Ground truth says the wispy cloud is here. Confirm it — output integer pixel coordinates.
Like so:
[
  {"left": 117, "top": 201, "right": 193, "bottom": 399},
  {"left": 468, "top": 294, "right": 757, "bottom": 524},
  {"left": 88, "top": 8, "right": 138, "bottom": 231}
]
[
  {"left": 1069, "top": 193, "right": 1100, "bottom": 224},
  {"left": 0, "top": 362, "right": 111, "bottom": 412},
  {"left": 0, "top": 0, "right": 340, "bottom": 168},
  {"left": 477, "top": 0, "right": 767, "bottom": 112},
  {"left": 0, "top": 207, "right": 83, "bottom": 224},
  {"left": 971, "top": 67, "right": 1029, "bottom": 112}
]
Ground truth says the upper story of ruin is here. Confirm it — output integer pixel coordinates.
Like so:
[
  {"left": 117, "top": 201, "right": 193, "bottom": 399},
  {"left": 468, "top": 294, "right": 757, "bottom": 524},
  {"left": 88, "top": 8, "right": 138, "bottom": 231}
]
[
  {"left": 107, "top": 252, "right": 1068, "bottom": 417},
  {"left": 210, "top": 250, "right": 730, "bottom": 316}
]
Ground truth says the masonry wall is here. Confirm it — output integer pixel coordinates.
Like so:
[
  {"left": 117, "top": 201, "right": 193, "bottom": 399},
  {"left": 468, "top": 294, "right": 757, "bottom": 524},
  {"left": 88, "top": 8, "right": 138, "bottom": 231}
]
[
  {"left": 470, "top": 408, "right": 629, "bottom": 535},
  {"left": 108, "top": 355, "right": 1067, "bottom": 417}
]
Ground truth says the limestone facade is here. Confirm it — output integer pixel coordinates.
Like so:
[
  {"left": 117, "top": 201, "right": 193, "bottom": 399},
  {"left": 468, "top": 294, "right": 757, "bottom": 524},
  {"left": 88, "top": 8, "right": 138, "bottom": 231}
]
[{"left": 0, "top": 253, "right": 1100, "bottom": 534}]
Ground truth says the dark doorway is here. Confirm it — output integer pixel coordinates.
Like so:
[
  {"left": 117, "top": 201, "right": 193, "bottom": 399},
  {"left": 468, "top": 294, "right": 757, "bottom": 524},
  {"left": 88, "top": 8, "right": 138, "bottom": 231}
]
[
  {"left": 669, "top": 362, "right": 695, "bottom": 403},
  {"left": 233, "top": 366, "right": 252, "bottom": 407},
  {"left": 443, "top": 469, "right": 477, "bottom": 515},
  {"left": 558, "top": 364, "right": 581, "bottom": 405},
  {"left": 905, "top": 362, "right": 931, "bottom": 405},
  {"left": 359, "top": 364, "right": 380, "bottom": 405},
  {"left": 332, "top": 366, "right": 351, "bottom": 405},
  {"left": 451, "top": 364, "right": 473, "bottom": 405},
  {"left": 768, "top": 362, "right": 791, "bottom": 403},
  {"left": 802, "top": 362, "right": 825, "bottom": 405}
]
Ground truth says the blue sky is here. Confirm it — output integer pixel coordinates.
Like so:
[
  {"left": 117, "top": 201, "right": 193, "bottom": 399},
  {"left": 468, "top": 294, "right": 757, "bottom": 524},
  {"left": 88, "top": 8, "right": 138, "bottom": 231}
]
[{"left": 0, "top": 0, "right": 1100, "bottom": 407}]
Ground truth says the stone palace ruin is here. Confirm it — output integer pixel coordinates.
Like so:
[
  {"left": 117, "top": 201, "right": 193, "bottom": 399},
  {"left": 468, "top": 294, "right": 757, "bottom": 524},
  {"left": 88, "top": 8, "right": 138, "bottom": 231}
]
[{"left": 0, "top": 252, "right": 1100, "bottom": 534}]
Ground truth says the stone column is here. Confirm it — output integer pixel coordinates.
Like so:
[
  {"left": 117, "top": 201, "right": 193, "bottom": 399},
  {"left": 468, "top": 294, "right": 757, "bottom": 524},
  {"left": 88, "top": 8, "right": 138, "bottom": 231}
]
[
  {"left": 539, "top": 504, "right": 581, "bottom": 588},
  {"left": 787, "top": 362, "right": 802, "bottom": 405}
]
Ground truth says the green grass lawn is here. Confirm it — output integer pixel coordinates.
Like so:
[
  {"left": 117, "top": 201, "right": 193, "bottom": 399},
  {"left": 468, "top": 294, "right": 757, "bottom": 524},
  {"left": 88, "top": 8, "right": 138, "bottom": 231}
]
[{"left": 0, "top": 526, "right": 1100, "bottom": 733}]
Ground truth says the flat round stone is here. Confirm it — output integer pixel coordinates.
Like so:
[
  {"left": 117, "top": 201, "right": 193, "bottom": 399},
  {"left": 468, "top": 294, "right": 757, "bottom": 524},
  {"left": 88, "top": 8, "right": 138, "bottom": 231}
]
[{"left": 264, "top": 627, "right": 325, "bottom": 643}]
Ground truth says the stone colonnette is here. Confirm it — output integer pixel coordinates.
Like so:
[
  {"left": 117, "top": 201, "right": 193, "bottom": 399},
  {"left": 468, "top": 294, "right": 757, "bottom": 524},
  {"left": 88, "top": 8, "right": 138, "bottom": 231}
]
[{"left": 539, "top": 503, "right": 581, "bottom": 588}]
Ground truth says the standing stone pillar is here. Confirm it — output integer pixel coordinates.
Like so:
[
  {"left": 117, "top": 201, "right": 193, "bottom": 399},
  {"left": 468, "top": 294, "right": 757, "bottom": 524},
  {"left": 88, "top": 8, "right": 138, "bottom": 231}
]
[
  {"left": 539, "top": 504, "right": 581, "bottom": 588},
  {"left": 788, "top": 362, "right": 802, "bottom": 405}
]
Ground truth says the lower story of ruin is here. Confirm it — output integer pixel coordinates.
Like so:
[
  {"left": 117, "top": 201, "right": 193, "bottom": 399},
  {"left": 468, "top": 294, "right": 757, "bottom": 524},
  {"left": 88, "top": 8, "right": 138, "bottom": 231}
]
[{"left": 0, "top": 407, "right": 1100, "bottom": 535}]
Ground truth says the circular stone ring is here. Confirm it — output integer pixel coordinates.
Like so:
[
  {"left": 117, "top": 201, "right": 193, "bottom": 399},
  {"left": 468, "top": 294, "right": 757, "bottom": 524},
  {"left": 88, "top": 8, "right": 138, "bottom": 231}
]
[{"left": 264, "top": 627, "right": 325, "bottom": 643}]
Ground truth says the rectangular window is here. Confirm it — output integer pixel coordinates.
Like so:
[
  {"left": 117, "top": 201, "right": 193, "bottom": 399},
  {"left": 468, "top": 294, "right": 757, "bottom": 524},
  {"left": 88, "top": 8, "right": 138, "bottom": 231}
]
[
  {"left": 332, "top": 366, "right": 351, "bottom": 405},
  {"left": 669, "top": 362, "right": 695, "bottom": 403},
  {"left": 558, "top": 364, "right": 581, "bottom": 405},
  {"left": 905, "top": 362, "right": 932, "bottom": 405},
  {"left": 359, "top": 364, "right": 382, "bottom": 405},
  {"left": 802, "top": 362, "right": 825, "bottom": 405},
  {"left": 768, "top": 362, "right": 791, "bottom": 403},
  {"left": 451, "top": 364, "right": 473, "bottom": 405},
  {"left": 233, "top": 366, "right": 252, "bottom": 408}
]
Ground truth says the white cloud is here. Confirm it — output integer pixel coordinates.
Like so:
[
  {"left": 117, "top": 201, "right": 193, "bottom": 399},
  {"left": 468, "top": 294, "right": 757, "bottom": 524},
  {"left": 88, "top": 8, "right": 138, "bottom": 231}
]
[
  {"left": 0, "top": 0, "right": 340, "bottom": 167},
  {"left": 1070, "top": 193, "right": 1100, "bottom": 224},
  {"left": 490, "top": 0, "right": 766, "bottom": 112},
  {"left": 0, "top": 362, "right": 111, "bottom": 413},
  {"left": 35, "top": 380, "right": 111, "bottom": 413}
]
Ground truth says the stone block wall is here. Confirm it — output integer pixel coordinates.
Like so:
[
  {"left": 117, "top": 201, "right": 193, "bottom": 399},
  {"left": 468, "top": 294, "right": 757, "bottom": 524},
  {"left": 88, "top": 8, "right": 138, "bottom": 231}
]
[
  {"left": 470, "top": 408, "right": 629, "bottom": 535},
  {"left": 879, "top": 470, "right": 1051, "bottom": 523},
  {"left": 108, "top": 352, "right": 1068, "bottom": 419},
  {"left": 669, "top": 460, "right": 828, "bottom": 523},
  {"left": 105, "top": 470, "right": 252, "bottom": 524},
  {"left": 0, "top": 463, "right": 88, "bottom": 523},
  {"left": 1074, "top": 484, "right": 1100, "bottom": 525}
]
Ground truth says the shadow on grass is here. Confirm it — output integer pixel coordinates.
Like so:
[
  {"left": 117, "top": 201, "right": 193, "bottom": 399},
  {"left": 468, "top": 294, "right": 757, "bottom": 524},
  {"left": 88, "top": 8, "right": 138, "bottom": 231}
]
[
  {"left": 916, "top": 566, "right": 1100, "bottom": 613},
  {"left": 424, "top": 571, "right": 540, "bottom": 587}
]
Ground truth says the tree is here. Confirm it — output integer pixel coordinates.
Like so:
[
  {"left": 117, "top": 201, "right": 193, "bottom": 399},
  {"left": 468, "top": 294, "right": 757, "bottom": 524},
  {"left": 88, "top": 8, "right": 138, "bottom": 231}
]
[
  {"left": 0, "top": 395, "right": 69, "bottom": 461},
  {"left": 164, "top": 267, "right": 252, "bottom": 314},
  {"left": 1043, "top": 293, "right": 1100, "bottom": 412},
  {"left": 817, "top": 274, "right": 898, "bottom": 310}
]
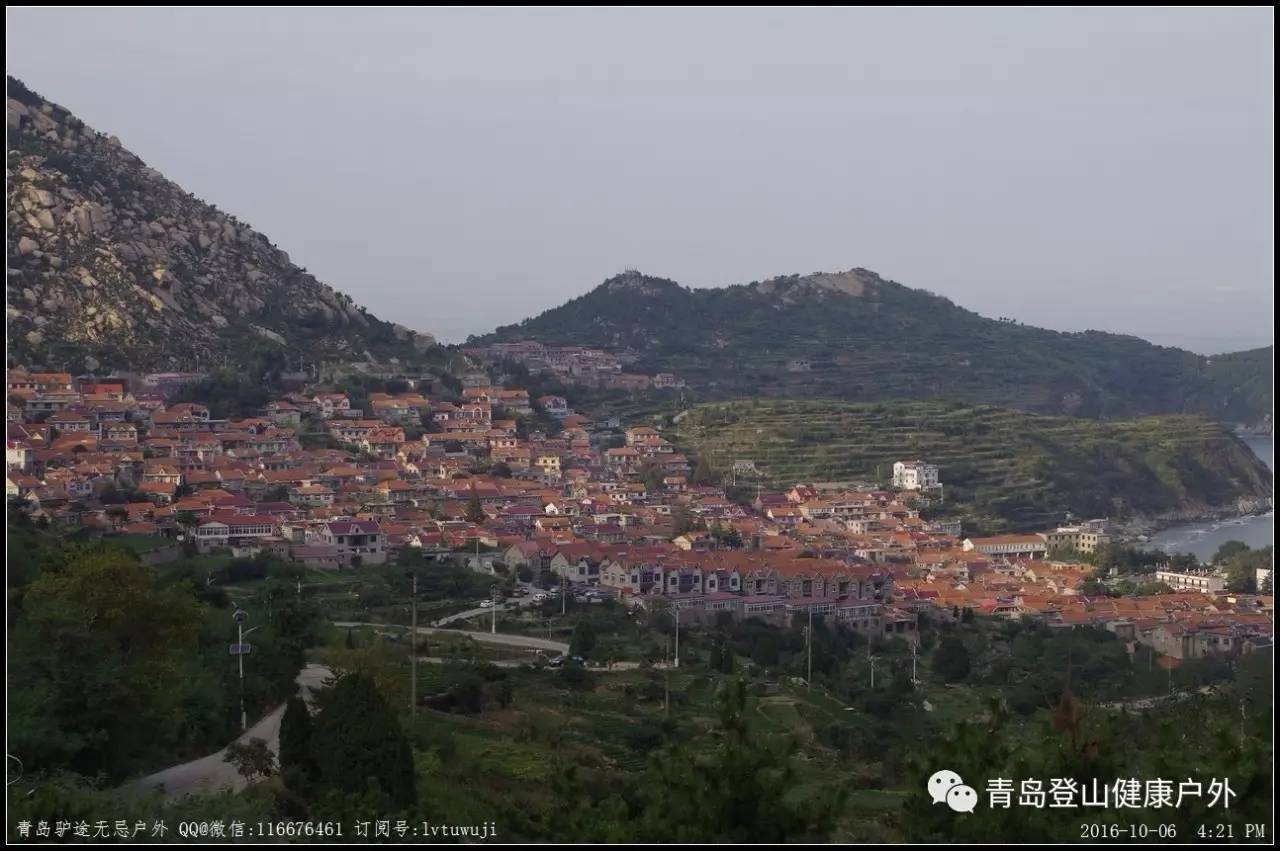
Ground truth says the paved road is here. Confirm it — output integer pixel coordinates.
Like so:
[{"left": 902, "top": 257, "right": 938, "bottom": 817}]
[
  {"left": 431, "top": 604, "right": 507, "bottom": 627},
  {"left": 1098, "top": 686, "right": 1213, "bottom": 709},
  {"left": 334, "top": 621, "right": 568, "bottom": 653},
  {"left": 124, "top": 665, "right": 332, "bottom": 799}
]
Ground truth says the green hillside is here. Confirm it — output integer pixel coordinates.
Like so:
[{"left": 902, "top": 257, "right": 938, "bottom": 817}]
[
  {"left": 472, "top": 269, "right": 1271, "bottom": 422},
  {"left": 672, "top": 399, "right": 1271, "bottom": 529}
]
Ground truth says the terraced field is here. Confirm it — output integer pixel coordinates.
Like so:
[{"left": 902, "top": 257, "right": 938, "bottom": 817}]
[{"left": 668, "top": 399, "right": 1271, "bottom": 530}]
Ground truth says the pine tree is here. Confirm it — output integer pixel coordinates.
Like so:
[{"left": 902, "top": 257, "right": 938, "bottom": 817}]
[
  {"left": 280, "top": 695, "right": 314, "bottom": 786},
  {"left": 466, "top": 481, "right": 485, "bottom": 523},
  {"left": 311, "top": 672, "right": 417, "bottom": 807}
]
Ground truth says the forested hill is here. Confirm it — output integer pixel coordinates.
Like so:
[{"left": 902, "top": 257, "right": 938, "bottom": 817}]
[{"left": 472, "top": 269, "right": 1271, "bottom": 422}]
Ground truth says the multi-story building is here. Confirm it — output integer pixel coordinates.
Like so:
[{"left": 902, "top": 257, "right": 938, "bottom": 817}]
[
  {"left": 1156, "top": 569, "right": 1226, "bottom": 594},
  {"left": 893, "top": 461, "right": 942, "bottom": 490},
  {"left": 1044, "top": 526, "right": 1111, "bottom": 553}
]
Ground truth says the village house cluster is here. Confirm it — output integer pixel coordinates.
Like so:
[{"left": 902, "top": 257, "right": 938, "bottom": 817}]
[{"left": 6, "top": 370, "right": 1272, "bottom": 659}]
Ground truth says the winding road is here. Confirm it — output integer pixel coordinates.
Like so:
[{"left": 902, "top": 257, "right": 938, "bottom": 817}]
[
  {"left": 334, "top": 621, "right": 568, "bottom": 653},
  {"left": 122, "top": 665, "right": 332, "bottom": 800}
]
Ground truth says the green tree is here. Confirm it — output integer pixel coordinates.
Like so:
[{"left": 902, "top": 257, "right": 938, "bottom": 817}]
[
  {"left": 311, "top": 672, "right": 416, "bottom": 807},
  {"left": 639, "top": 680, "right": 844, "bottom": 843},
  {"left": 465, "top": 481, "right": 485, "bottom": 523},
  {"left": 223, "top": 738, "right": 275, "bottom": 782},
  {"left": 933, "top": 635, "right": 969, "bottom": 682},
  {"left": 280, "top": 695, "right": 311, "bottom": 773},
  {"left": 568, "top": 621, "right": 595, "bottom": 659},
  {"left": 9, "top": 546, "right": 202, "bottom": 779},
  {"left": 690, "top": 453, "right": 717, "bottom": 485}
]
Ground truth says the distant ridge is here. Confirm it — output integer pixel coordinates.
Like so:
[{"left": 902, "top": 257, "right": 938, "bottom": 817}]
[{"left": 471, "top": 269, "right": 1272, "bottom": 424}]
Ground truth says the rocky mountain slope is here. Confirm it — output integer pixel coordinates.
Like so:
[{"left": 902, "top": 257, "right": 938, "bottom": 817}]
[
  {"left": 474, "top": 269, "right": 1271, "bottom": 422},
  {"left": 6, "top": 77, "right": 435, "bottom": 370}
]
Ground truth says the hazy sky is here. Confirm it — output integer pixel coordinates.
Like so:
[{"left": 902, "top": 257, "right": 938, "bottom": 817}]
[{"left": 6, "top": 8, "right": 1274, "bottom": 352}]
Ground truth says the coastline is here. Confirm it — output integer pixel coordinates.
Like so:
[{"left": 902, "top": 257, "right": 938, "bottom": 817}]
[{"left": 1114, "top": 497, "right": 1275, "bottom": 544}]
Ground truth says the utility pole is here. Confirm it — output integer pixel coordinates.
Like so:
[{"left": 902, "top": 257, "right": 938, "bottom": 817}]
[
  {"left": 1240, "top": 700, "right": 1244, "bottom": 751},
  {"left": 408, "top": 571, "right": 417, "bottom": 715},
  {"left": 232, "top": 607, "right": 257, "bottom": 731},
  {"left": 672, "top": 605, "right": 680, "bottom": 668},
  {"left": 804, "top": 603, "right": 813, "bottom": 691}
]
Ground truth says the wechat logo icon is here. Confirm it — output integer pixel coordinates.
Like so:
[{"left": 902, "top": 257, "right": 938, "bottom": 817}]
[{"left": 928, "top": 770, "right": 978, "bottom": 813}]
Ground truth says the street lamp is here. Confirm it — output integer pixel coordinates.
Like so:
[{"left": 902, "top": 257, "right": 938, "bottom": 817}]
[
  {"left": 671, "top": 604, "right": 680, "bottom": 668},
  {"left": 232, "top": 605, "right": 260, "bottom": 731},
  {"left": 408, "top": 571, "right": 417, "bottom": 715}
]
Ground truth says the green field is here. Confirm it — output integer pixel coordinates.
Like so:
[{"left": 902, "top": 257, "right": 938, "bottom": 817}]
[{"left": 668, "top": 399, "right": 1271, "bottom": 529}]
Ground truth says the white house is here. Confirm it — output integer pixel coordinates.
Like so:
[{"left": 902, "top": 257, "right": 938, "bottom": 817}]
[{"left": 893, "top": 461, "right": 942, "bottom": 490}]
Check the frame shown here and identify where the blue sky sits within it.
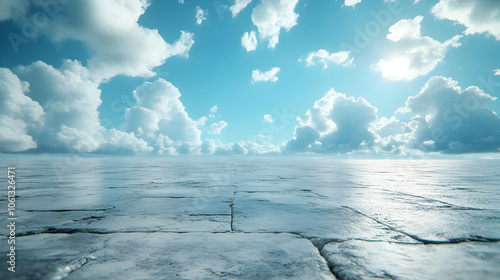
[0,0,500,156]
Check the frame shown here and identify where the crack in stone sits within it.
[51,254,95,280]
[382,189,485,210]
[342,205,500,244]
[229,187,236,232]
[21,208,113,213]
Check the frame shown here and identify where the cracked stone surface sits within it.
[0,157,500,279]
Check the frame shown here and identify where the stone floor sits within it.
[0,157,500,279]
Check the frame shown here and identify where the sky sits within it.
[0,0,500,157]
◇ ◇ ◇ ◇ ◇
• [EXERCISE DETAILS]
List every line in the records above that contains the word "identify", copying each line in full.

• [RESULT]
Check the frame shown here and identify where the blue sky sits within it.
Check the frame shown here and identify where the crack in stone sits within it.
Check the frame shown here and identify where the cracked stone surface sits within it.
Check the frame shown here and identify where the stone floor sits within it.
Check the frame shown here and identify where the sky sits within it.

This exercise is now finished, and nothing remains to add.